[[ Supplied material, beginning ]]
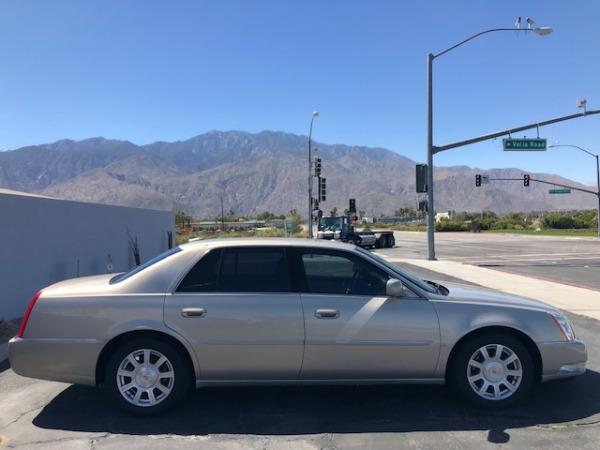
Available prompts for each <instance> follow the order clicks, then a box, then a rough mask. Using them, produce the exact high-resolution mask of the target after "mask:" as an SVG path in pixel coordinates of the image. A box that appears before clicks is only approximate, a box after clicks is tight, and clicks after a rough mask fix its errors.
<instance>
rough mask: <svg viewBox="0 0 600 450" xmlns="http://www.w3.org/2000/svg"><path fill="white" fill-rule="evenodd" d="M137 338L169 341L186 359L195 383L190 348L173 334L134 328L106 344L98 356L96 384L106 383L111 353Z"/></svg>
mask: <svg viewBox="0 0 600 450" xmlns="http://www.w3.org/2000/svg"><path fill="white" fill-rule="evenodd" d="M135 339H157V340H160V341H162V342H164V343H167V344H169V345H171V346H173V348H174V349H175V350H176V351H177V352H178V353H179V354H180V356H181V357H182V358H183V360H184V361H185V364H186V366H187V370H188V375H189V376H190V380H192V385H193V386H194V385H195V382H196V373H195V371H194V364H193V362H192V359H191V357H190V354H189V352H188V350H187V349H186V348H185V346H184V345H183V344H182V343H181V342H180V341H179V340H177V339H176V338H174V337H173V336H171V335H169V334H166V333H163V332H160V331H155V330H134V331H129V332H127V333H123V334H121V335H119V336H116V337H114V338H113V339H111V340H110V341H109V342H108V344H106V345H105V346H104V348H103V349H102V352H100V356H98V361H97V363H96V385H97V386H102V385H103V384H104V381H105V379H104V377H105V374H106V366H107V364H108V361H109V360H110V357H111V355H112V354H113V353H114V351H115V350H116V349H117V348H119V347H120V346H121V345H123V344H124V343H126V342H130V341H133V340H135Z"/></svg>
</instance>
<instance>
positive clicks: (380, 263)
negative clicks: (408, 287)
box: [357, 247, 439, 294]
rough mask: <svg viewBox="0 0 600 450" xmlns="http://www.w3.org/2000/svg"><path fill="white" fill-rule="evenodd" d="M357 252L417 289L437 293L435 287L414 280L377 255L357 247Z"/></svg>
mask: <svg viewBox="0 0 600 450" xmlns="http://www.w3.org/2000/svg"><path fill="white" fill-rule="evenodd" d="M357 250H358V251H359V252H361V253H363V254H365V255H368V256H369V257H370V258H372V259H374V260H376V261H377V262H378V263H380V264H382V265H384V266H385V267H387V268H388V269H389V270H391V271H392V272H394V273H395V274H397V275H399V277H400V278H404V279H405V280H408V281H410V282H411V283H412V284H414V285H416V286H418V287H419V288H421V289H423V290H424V291H427V292H431V293H432V294H436V293H439V292H438V290H437V288H436V286H435V285H431V284H430V283H427V282H425V281H423V280H421V279H419V278H416V277H415V276H414V275H412V274H410V273H409V272H406V271H405V270H402V269H401V268H400V267H398V266H396V265H394V264H392V263H391V262H388V261H386V260H385V259H383V258H381V257H379V256H377V255H374V254H373V253H371V252H369V251H367V250H364V249H363V248H360V247H359V248H357Z"/></svg>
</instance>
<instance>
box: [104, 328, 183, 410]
mask: <svg viewBox="0 0 600 450" xmlns="http://www.w3.org/2000/svg"><path fill="white" fill-rule="evenodd" d="M105 382H106V389H107V391H108V393H109V394H110V396H111V397H112V398H113V400H115V401H116V402H117V403H119V404H120V405H121V406H122V407H123V408H125V409H126V410H128V411H130V412H133V413H136V414H142V415H152V414H158V413H161V412H163V411H165V410H167V409H169V408H171V407H172V406H174V405H175V404H177V403H178V402H179V401H181V400H182V399H183V397H184V396H185V394H186V392H187V391H188V387H189V383H190V377H189V375H188V371H187V368H186V364H185V362H184V361H183V359H182V358H181V356H180V355H179V354H178V353H177V352H176V351H175V350H174V349H173V347H172V346H171V345H169V344H167V343H166V342H163V341H161V340H158V339H138V340H134V341H130V342H127V343H125V344H124V345H122V346H121V347H119V348H118V349H117V350H116V351H115V353H114V354H113V355H112V356H111V358H110V360H109V362H108V364H107V367H106V377H105Z"/></svg>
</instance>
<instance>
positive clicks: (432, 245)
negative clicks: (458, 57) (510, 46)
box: [427, 27, 552, 261]
mask: <svg viewBox="0 0 600 450" xmlns="http://www.w3.org/2000/svg"><path fill="white" fill-rule="evenodd" d="M496 31H513V32H514V31H525V32H528V31H533V32H534V33H536V34H538V35H540V36H545V35H547V34H550V33H552V28H549V27H540V28H493V29H491V30H485V31H482V32H481V33H477V34H474V35H473V36H471V37H469V38H467V39H465V40H463V41H460V42H459V43H458V44H455V45H453V46H452V47H449V48H447V49H446V50H444V51H442V52H439V53H437V54H435V55H434V54H433V53H429V54H428V55H427V259H429V260H431V261H435V259H436V258H435V242H434V222H435V217H434V206H433V155H434V154H435V153H437V148H436V147H434V145H433V60H434V59H435V58H438V57H440V56H442V55H444V54H446V53H448V52H449V51H452V50H454V49H455V48H456V47H460V46H461V45H463V44H465V43H467V42H469V41H471V40H473V39H475V38H476V37H479V36H481V35H482V34H487V33H493V32H496Z"/></svg>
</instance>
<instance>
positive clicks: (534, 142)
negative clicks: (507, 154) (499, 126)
mask: <svg viewBox="0 0 600 450" xmlns="http://www.w3.org/2000/svg"><path fill="white" fill-rule="evenodd" d="M502 145H503V146H504V151H544V150H546V139H502Z"/></svg>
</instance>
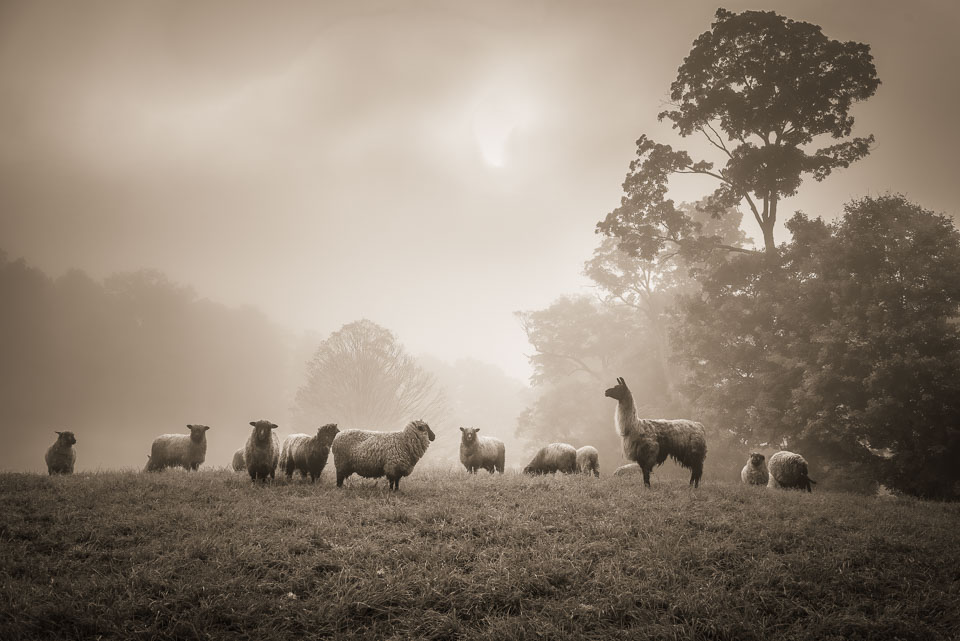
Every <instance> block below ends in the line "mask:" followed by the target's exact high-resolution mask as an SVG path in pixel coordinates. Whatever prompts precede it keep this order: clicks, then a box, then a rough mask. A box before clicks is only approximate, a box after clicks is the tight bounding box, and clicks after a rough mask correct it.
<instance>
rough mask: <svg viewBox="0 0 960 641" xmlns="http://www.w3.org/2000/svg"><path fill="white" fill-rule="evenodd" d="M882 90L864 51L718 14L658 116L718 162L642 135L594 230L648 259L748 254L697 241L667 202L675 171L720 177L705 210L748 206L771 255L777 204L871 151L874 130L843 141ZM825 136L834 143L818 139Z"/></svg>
mask: <svg viewBox="0 0 960 641" xmlns="http://www.w3.org/2000/svg"><path fill="white" fill-rule="evenodd" d="M879 84H880V81H879V80H878V79H877V75H876V69H875V67H874V65H873V58H872V56H871V55H870V47H869V46H868V45H865V44H862V43H857V42H840V41H837V40H831V39H830V38H828V37H827V36H825V35H824V34H823V33H822V31H821V29H820V27H819V26H817V25H813V24H809V23H806V22H799V21H794V20H790V19H788V18H785V17H783V16H780V15H777V14H776V13H774V12H769V11H744V12H743V13H740V14H736V13H732V12H730V11H727V10H725V9H719V10H717V13H716V21H715V22H714V23H713V25H712V26H711V29H710V30H709V31H706V32H704V33H703V34H701V35H700V36H699V37H698V38H697V39H696V40H695V41H694V43H693V48H692V49H691V51H690V54H689V55H688V56H687V57H686V58H685V59H684V61H683V64H682V65H681V66H680V68H679V71H678V73H677V79H676V80H675V81H674V82H673V84H672V85H671V88H670V89H671V91H670V98H671V100H672V101H673V104H672V108H670V109H668V110H665V111H663V112H661V113H660V114H659V118H660V119H661V120H664V119H665V120H668V121H669V122H671V123H672V125H673V127H674V129H676V130H677V131H678V133H679V134H680V135H681V136H683V137H687V136H692V135H695V134H698V135H700V136H702V137H703V138H704V139H705V140H706V141H707V142H708V143H709V145H710V146H711V147H712V148H713V149H714V150H715V151H716V153H718V154H719V155H720V157H721V158H722V161H723V164H722V165H720V166H717V164H716V163H715V162H711V161H708V160H705V159H696V160H695V159H693V158H692V157H691V155H690V154H689V153H688V152H686V151H684V150H674V149H673V148H672V147H671V146H670V145H665V144H659V143H655V142H654V141H652V140H650V139H649V138H647V136H645V135H643V136H641V137H640V139H639V140H638V141H637V157H636V158H635V159H634V160H633V161H632V162H631V163H630V169H629V172H628V173H627V177H626V180H625V181H624V183H623V189H624V196H623V198H622V200H621V204H620V206H619V207H617V208H616V209H615V210H613V211H612V212H610V213H609V214H608V215H607V216H606V218H605V219H604V220H603V221H601V222H600V223H599V225H598V231H600V232H603V233H606V234H609V235H612V236H615V237H617V238H618V239H619V240H620V241H621V244H622V245H623V247H624V248H625V249H626V250H627V251H630V252H631V253H636V254H639V255H640V256H642V257H645V258H652V257H654V256H655V255H656V254H658V253H659V252H660V250H661V248H663V247H664V246H665V245H670V246H679V247H689V246H693V245H697V246H698V247H697V248H698V249H700V250H702V249H704V248H705V247H713V248H719V249H724V250H728V251H738V252H742V251H744V250H743V249H741V248H739V247H737V246H731V245H728V244H725V243H723V242H722V241H721V240H720V239H719V238H716V237H710V236H709V235H705V234H703V233H702V229H701V226H700V225H698V224H697V223H696V221H694V220H693V219H692V218H691V217H690V216H689V214H688V213H686V212H684V211H683V210H682V209H680V208H677V207H676V206H674V202H673V201H672V200H670V199H669V198H667V193H668V189H669V185H668V182H669V179H670V177H671V176H674V175H678V174H696V175H701V176H707V177H709V178H711V179H714V180H716V181H717V187H716V189H715V191H714V192H713V193H712V194H711V195H710V196H709V198H708V202H707V203H706V205H705V207H706V208H707V210H708V211H710V212H711V213H712V214H713V215H716V216H722V215H723V212H725V211H727V210H729V209H730V208H731V207H734V206H737V205H738V204H740V203H744V202H745V203H746V204H747V206H748V207H749V209H750V211H751V213H752V214H753V217H754V220H755V221H756V223H757V225H758V226H759V230H760V232H761V235H762V238H763V243H764V248H765V250H766V251H767V252H768V253H775V252H776V241H775V239H774V226H775V224H776V222H777V208H778V204H779V202H780V200H781V199H782V198H784V197H787V196H791V195H793V194H795V193H796V192H797V190H798V189H799V187H800V184H801V182H802V180H803V177H804V176H805V175H810V176H812V177H813V178H814V179H815V180H818V181H819V180H823V179H824V178H826V177H827V176H829V175H830V174H831V173H832V172H833V171H834V170H836V169H839V168H844V167H848V166H849V165H850V164H851V163H853V162H855V161H857V160H859V159H861V158H863V157H864V156H865V155H867V154H868V153H869V150H870V145H871V143H872V142H873V136H872V135H871V136H867V137H865V138H852V139H848V137H849V136H850V134H851V130H852V128H853V124H854V119H853V117H852V116H851V115H850V108H851V107H852V105H853V104H854V103H855V102H857V101H861V100H866V99H867V98H869V97H870V96H872V95H873V94H874V93H875V92H876V90H877V87H878V86H879ZM824 137H829V138H831V139H833V140H838V141H840V142H836V143H835V144H828V145H825V146H819V145H816V144H814V143H815V142H816V141H817V140H818V139H822V138H824ZM705 243H706V245H705Z"/></svg>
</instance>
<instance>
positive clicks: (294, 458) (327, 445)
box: [280, 423, 340, 483]
mask: <svg viewBox="0 0 960 641" xmlns="http://www.w3.org/2000/svg"><path fill="white" fill-rule="evenodd" d="M339 431H340V430H339V429H337V426H336V424H335V423H328V424H326V425H324V426H323V427H320V428H318V429H317V433H316V434H315V435H314V436H310V435H309V434H291V435H290V436H288V437H287V438H285V439H283V448H282V449H281V451H280V469H282V470H283V471H284V472H285V473H286V475H287V478H292V477H293V473H294V471H299V472H300V475H301V476H303V477H306V476H307V475H308V474H309V475H310V482H311V483H312V482H314V481H316V480H317V477H319V476H320V473H321V472H323V468H324V467H325V466H326V464H327V457H328V456H329V455H330V446H331V445H332V444H333V439H334V438H335V437H336V436H337V433H338V432H339Z"/></svg>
[[ Supplied material, end ]]
→ Exercise instructions:
Arrange the entries as a JSON list of strings, one string per line, beginning at the first line of the entries and stopping after the line that contains "338L169 341L186 359L195". Leave out blank lines and the pictures.

→ Solution below:
[
  "Available prompts for each <instance> follow the order clicks, then a box, then a rough mask. Using them, produce the exact high-resolution mask of the target after \"mask:\" as an SVG path in pixel coordinates of the image. A box that appears before clicks is only approximate, a box after clicks is tight, and clicks after a rough mask fix its errors.",
  "<instance>",
  "rough mask: <svg viewBox=\"0 0 600 450\" xmlns=\"http://www.w3.org/2000/svg\"><path fill=\"white\" fill-rule=\"evenodd\" d=\"M137 338L169 341L186 359L195 383L190 348L173 334L134 328L106 344L98 356L96 384L106 383L111 353Z\"/></svg>"
]